Task brief
Reproduce all of the material below, requests included, scaling every coordinate in the outlines by 0.35 and rounding each result to a whole number, with halves rounded up. Leave the request lines unchanged.

[Collected data]
▬▬▬▬▬▬▬▬▬▬
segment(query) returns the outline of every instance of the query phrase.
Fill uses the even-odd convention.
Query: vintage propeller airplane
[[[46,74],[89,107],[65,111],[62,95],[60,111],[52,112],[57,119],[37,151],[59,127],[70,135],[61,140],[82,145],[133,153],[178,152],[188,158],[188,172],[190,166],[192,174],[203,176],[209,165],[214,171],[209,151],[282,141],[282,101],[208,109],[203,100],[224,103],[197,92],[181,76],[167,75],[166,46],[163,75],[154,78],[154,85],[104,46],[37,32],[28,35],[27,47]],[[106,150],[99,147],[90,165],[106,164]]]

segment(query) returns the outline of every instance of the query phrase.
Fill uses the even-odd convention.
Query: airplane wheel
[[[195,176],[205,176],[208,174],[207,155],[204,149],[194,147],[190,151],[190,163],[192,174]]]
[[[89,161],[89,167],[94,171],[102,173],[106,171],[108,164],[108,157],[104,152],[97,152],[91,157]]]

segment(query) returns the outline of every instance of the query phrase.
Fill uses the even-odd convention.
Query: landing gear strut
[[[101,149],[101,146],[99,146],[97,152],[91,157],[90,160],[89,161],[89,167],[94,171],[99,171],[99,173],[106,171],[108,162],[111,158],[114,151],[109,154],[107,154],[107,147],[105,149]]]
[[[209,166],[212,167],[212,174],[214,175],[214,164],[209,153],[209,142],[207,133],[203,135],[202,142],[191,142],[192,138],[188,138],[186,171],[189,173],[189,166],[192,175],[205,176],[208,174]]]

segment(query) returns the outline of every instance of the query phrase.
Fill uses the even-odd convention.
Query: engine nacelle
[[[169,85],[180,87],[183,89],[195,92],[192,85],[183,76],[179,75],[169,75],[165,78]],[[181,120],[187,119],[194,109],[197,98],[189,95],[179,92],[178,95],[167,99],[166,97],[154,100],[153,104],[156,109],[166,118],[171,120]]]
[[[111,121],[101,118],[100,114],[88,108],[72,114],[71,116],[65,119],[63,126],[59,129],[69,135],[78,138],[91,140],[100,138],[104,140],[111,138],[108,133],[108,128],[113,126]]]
▬▬▬▬▬▬▬▬▬▬
Exercise response
segment(query) returns the outline of every instance of the query phrase.
Fill uses the even-odd convention.
Query: vintage propeller airplane
[[[16,26],[31,37],[23,39],[22,33],[21,39],[18,39],[20,42],[13,53],[21,44],[25,47],[21,49],[29,51],[47,54],[62,53],[66,55],[66,60],[67,58],[67,61],[71,62],[73,58],[75,60],[73,53],[99,49],[99,35],[73,38],[71,35],[78,36],[69,32],[63,27],[58,26],[58,16],[57,26],[54,27],[54,30],[36,16],[13,11],[10,12],[9,16]],[[37,53],[35,51],[32,58],[37,57]]]

segment(query) returns the outline of every instance of the query phrase.
Fill uses the even-odd convention.
Query: airplane wheel
[[[68,62],[72,62],[73,61],[72,54],[71,52],[68,51],[67,53],[67,57],[67,61]]]
[[[31,56],[31,58],[33,60],[36,61],[37,60],[38,57],[38,55],[36,53],[34,53],[32,55]]]

segment(query) returns the outline of every instance of the query phrase.
Fill uses the even-odd convention.
Query: landing gear strut
[[[35,52],[35,51],[35,51],[34,53],[32,55],[32,56],[31,56],[31,58],[33,60],[35,60],[35,61],[37,60],[38,57],[39,55],[40,53],[38,54],[37,54],[37,51],[37,52]]]
[[[73,58],[74,58],[74,61],[75,61],[75,57],[73,54],[73,50],[72,47],[71,47],[71,50],[67,50],[67,48],[66,48],[65,60],[66,61],[66,58],[67,61],[72,62],[73,61]]]

segment(query) returns the outline of every instance of the query phrase.
Fill uses the even-odd convention.
Query: engine nacelle
[[[59,30],[63,30],[64,31],[68,32],[67,30],[64,27],[63,26],[59,26],[58,27]],[[63,42],[65,42],[68,38],[69,34],[66,33],[63,32],[62,33],[58,35],[58,34],[54,35],[54,36],[55,38],[58,41],[60,42]]]
[[[39,42],[35,41],[35,40],[31,38],[25,40],[25,41],[23,42],[22,44],[21,45],[24,47],[27,48],[32,49],[35,48],[36,49],[39,48],[38,47],[38,45],[40,44]]]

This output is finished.